WHAT IS NEEDED:
Collect every line of the records that contains the word "negative" and copy each one out in full.

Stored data
---------------

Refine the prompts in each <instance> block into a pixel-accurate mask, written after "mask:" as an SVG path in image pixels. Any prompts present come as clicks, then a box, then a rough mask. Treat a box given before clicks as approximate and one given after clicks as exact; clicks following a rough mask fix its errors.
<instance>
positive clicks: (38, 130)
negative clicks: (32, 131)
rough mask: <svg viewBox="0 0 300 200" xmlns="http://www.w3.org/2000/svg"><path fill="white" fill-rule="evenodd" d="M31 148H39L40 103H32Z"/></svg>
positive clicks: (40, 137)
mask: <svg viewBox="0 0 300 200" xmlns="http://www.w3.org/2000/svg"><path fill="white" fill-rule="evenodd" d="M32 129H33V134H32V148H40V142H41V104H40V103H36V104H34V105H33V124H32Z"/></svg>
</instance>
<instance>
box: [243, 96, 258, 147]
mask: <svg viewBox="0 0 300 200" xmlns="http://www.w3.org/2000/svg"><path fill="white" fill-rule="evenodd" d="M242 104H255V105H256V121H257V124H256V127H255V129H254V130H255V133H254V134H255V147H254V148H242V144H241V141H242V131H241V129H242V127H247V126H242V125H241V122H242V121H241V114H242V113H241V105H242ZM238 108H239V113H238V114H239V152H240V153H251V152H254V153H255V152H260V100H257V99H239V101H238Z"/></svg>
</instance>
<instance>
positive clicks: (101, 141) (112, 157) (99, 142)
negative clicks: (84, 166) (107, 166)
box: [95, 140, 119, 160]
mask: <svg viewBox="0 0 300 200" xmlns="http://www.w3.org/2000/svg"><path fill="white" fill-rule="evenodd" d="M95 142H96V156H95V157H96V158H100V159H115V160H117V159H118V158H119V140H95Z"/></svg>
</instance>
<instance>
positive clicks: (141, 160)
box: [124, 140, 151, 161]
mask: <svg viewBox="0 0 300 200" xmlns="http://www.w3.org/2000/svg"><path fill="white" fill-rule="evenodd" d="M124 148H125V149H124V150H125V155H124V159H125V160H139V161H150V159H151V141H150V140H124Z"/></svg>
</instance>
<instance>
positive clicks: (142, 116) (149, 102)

---------------

PROBLEM SOLUTION:
negative clicks: (32, 131)
negative clicks: (84, 166) (107, 166)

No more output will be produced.